The described approach to measuring vinegar strength was an early version of the analytical technique known as titration analysis. A typical titration analysis involves the use of a buret (see image below) to make incremental additions of a solution containing a known concentration of some substance (the titrant) to a sample solution containing the substance whose concentration is to be measured (the analyte).


(a) A student fills a buret in preparation for a titration analysis. (b) A typical buret permits volume measurements to the nearest 0.1 mL. Image credit:- a: modification of work by Mark Blaser and Matt Evans; b: modification of work by Mark Blaser and Matt Evans

The titrant and analyte undergo a chemical reaction of known stoichiometry, and so measuring the volume of titrant solution required for complete reaction with the analyte (the equivalence point of the titration) allows calculation of the analyte concentration. The equivalence point of a titration may be detected visually if a distinct change in the appearance of the sample solution accompanies the completion of the reaction.

• _Dataset content_:

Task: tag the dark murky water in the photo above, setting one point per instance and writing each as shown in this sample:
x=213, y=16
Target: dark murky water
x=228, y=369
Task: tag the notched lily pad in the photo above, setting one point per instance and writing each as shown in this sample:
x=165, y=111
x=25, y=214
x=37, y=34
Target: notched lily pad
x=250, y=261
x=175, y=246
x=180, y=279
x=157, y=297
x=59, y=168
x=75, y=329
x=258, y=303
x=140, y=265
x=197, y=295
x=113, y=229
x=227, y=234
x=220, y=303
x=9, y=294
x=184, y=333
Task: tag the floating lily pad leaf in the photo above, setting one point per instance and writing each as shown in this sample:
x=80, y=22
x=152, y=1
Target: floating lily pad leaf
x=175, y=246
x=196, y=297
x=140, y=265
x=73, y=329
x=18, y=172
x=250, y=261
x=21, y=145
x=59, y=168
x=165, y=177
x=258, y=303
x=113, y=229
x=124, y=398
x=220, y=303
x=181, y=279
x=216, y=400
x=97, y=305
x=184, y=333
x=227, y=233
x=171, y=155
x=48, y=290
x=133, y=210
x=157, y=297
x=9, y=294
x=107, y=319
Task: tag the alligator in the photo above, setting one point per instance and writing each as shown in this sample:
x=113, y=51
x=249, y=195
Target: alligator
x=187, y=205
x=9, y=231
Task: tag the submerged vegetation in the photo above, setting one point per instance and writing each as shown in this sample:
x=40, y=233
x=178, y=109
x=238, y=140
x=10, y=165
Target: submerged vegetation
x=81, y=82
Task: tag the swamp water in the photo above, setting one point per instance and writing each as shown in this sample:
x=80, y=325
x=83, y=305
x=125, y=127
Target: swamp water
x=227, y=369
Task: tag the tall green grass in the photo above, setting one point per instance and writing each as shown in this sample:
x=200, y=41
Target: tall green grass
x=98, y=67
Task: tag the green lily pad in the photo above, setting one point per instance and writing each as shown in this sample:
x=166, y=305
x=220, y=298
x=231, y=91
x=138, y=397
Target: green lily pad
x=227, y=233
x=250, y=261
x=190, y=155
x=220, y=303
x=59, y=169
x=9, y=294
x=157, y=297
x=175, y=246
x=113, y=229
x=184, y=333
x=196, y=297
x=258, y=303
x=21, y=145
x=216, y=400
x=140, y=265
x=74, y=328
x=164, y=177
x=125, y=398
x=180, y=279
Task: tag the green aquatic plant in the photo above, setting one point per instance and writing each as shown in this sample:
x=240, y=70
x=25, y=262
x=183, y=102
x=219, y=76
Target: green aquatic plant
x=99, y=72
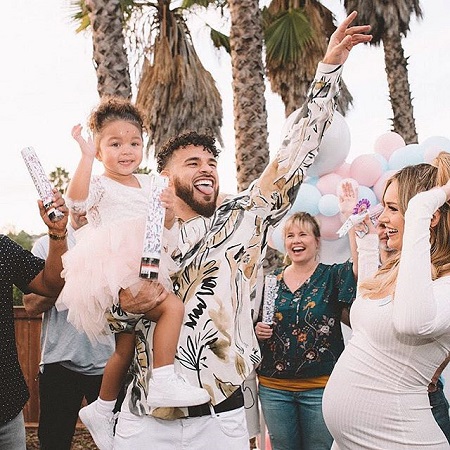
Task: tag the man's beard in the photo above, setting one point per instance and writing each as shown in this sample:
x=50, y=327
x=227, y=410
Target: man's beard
x=186, y=193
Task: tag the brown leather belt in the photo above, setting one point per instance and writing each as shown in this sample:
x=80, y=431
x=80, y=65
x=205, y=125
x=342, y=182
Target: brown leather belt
x=235, y=401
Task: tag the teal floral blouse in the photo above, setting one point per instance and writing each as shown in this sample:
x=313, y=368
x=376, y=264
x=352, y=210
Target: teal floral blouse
x=307, y=338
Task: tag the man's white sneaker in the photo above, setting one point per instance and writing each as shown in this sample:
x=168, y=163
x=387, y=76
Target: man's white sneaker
x=99, y=425
x=175, y=391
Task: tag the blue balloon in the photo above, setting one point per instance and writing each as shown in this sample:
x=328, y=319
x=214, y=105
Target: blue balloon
x=409, y=155
x=440, y=142
x=383, y=161
x=329, y=205
x=307, y=200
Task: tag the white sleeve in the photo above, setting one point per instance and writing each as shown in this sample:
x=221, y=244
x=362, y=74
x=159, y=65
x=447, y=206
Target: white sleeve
x=421, y=306
x=368, y=256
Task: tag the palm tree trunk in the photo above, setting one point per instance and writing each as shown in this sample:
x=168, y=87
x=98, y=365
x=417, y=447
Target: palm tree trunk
x=250, y=114
x=399, y=89
x=249, y=104
x=110, y=57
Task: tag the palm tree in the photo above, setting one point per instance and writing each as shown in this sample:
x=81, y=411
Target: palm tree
x=249, y=105
x=110, y=58
x=296, y=34
x=390, y=22
x=175, y=91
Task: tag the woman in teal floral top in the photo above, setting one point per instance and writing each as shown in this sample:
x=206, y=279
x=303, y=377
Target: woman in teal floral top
x=301, y=347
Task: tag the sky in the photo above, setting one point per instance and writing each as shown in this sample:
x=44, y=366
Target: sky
x=48, y=84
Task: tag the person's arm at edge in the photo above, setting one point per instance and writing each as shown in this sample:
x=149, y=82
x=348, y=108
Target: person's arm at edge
x=37, y=304
x=49, y=282
x=298, y=147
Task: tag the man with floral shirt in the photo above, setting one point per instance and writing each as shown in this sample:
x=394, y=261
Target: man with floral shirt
x=217, y=347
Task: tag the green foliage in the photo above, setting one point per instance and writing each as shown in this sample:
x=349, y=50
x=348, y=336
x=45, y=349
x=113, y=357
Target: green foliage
x=80, y=13
x=220, y=40
x=26, y=241
x=286, y=35
x=204, y=3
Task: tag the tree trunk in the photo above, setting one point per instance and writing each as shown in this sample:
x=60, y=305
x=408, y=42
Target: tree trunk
x=399, y=89
x=250, y=114
x=110, y=57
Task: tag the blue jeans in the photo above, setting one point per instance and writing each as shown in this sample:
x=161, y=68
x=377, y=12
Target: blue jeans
x=439, y=408
x=12, y=434
x=294, y=419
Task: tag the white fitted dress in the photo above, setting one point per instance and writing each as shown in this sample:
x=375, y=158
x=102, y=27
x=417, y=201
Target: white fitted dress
x=376, y=397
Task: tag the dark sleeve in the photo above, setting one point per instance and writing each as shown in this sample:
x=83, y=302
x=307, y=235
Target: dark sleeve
x=19, y=266
x=344, y=282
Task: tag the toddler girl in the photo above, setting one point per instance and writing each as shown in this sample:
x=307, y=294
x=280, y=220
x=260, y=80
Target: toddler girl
x=107, y=257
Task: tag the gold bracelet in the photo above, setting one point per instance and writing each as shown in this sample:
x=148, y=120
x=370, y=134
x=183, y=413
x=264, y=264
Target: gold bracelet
x=57, y=237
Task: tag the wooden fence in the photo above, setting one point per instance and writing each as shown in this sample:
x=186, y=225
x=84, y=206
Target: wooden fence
x=28, y=332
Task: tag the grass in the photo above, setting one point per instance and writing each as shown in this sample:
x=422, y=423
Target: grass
x=81, y=441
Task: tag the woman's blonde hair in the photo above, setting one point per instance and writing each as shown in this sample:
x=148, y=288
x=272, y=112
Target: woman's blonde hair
x=301, y=219
x=410, y=181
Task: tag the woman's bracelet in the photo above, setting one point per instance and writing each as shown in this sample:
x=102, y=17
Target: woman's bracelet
x=57, y=237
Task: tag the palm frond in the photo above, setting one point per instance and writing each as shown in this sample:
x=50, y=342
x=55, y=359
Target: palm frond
x=220, y=40
x=288, y=36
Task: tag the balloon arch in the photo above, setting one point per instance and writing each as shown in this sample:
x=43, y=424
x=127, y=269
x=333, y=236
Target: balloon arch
x=317, y=195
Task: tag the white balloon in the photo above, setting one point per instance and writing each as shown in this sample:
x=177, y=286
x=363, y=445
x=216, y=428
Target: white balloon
x=334, y=147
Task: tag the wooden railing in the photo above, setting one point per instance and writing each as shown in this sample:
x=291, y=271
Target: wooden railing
x=28, y=332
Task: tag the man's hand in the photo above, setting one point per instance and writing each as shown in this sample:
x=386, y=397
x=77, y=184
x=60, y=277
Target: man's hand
x=344, y=39
x=58, y=227
x=142, y=297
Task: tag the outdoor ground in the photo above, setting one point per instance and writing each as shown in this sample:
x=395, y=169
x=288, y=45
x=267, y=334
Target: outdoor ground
x=81, y=441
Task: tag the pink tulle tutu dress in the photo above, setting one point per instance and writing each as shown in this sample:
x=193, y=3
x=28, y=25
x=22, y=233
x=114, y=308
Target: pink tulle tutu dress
x=108, y=252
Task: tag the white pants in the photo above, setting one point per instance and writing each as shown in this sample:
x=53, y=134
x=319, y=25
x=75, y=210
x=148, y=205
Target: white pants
x=223, y=431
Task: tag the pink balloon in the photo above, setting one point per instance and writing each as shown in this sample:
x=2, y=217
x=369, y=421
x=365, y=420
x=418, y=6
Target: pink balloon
x=430, y=153
x=378, y=187
x=366, y=169
x=387, y=143
x=327, y=183
x=343, y=170
x=329, y=226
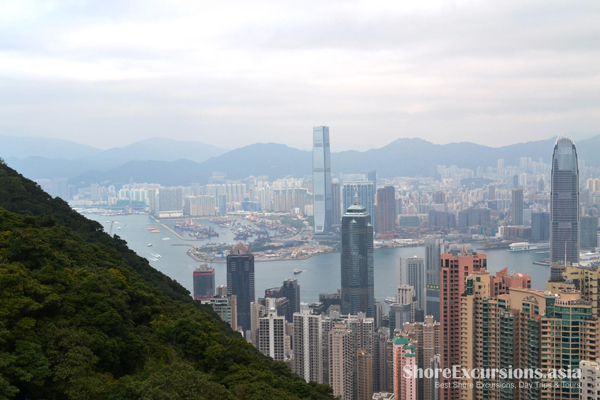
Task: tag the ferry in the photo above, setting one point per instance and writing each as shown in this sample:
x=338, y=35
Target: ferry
x=526, y=246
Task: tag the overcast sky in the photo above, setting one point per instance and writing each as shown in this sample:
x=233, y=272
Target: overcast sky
x=231, y=73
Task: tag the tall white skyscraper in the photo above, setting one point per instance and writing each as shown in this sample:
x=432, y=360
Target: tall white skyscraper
x=308, y=346
x=272, y=333
x=323, y=201
x=564, y=204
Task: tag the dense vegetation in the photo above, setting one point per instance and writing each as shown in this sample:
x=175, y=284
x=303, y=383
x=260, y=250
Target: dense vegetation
x=82, y=317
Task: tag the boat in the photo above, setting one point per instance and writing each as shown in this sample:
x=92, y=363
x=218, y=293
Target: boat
x=526, y=246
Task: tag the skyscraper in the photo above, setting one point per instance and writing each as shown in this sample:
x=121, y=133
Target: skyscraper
x=240, y=281
x=271, y=334
x=336, y=199
x=204, y=283
x=564, y=203
x=434, y=247
x=457, y=265
x=291, y=291
x=365, y=193
x=357, y=262
x=411, y=271
x=589, y=232
x=516, y=207
x=323, y=204
x=386, y=210
x=308, y=346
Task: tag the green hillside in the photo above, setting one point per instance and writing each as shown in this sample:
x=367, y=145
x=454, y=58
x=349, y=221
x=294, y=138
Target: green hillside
x=83, y=317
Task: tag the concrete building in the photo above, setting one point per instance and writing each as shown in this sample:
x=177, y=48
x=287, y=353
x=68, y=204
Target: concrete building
x=323, y=205
x=357, y=270
x=308, y=346
x=272, y=333
x=564, y=203
x=364, y=375
x=386, y=210
x=240, y=281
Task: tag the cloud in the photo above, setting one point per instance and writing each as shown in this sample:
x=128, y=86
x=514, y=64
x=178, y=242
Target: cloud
x=108, y=73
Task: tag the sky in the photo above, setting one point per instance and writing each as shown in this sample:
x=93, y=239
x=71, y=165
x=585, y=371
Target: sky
x=232, y=73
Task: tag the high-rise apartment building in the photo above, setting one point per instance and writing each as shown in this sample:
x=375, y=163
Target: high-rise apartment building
x=564, y=203
x=364, y=193
x=226, y=308
x=456, y=266
x=336, y=200
x=405, y=386
x=411, y=271
x=204, y=282
x=308, y=346
x=434, y=247
x=364, y=375
x=272, y=333
x=240, y=281
x=323, y=204
x=516, y=207
x=386, y=210
x=357, y=262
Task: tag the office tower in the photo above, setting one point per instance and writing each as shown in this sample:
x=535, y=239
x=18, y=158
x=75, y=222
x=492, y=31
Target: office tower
x=405, y=385
x=516, y=207
x=456, y=266
x=323, y=206
x=240, y=281
x=380, y=338
x=364, y=192
x=364, y=375
x=590, y=380
x=308, y=346
x=564, y=203
x=226, y=308
x=411, y=271
x=204, y=282
x=257, y=311
x=372, y=177
x=540, y=226
x=291, y=291
x=271, y=334
x=589, y=232
x=336, y=200
x=434, y=247
x=426, y=336
x=357, y=262
x=386, y=210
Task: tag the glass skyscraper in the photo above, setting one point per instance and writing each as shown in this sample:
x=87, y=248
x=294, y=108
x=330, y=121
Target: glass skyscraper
x=564, y=203
x=323, y=203
x=357, y=262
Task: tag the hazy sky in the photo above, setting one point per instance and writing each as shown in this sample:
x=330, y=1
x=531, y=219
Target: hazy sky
x=231, y=73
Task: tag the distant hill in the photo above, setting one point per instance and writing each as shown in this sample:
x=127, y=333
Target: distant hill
x=403, y=157
x=84, y=317
x=25, y=146
x=65, y=159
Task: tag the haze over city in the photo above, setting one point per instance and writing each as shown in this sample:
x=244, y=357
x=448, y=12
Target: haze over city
x=230, y=74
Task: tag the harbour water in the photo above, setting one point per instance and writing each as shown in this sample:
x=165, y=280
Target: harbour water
x=321, y=274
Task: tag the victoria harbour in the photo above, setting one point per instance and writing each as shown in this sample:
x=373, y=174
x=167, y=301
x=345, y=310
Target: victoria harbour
x=321, y=274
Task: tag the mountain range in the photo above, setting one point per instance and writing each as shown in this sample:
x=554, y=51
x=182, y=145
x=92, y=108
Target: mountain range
x=172, y=163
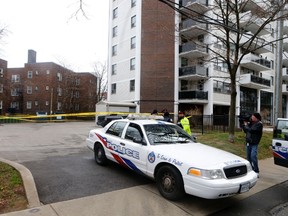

• _Task requirements_:
1 - Rewrite the paragraph in the titration passage above that begins "The titrant and analyte undergo" as a short bulleted list that keeps its main facts.
2 - Answer these questions from the titration passage above, one answer per line:
(a) What is the name for the solution of known concentration that is added from the buret?
(b) To what precision does a typical buret allow volume measurements?
(c) Under what condition can the equivalence point of a titration be detected visually?
3 - List every technical term that the titration passage above defines by giving the term in parentheses after its description.

• _Exercise results_:
1 -
- The titrant and analyte react with known stoichiometry.
- The equivalence point is the volume of titrant needed to react completely with the analyte.
- Measuring that volume allows the analyte concentration to be calculated.
- The equivalence point can be detected visually if the sample solution's appearance changes distinctly when the reaction is complete.

2 -
(a) The titrant.
(b) To the nearest 0.1 mL.
(c) When a distinct change in the sample solution's appearance accompanies the completion of the reaction.

3 -
- titrant
- analyte
- equivalence point